DATA EXCERPTS:
==================================================

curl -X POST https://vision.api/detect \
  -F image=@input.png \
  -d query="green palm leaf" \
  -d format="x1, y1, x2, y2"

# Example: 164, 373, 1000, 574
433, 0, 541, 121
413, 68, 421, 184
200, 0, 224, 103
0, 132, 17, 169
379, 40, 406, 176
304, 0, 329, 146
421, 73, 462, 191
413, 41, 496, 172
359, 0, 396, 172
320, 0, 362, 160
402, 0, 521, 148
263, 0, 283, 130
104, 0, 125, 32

==================================================

INSTRUCTION:
Put every line of the material above into a Markdown table with the columns "Row" and "Line." Number the rows in order and leave out blank lines.

ANSWER:
| Row | Line |
|---|---|
| 1 | curl -X POST https://vision.api/detect \ |
| 2 |   -F image=@input.png \ |
| 3 |   -d query="green palm leaf" \ |
| 4 |   -d format="x1, y1, x2, y2" |
| 5 | # Example: 164, 373, 1000, 574 |
| 6 | 433, 0, 541, 121 |
| 7 | 413, 68, 421, 184 |
| 8 | 200, 0, 224, 103 |
| 9 | 0, 132, 17, 169 |
| 10 | 379, 40, 406, 176 |
| 11 | 304, 0, 329, 146 |
| 12 | 421, 73, 462, 191 |
| 13 | 413, 41, 496, 172 |
| 14 | 359, 0, 396, 172 |
| 15 | 320, 0, 362, 160 |
| 16 | 402, 0, 521, 148 |
| 17 | 263, 0, 283, 130 |
| 18 | 104, 0, 125, 32 |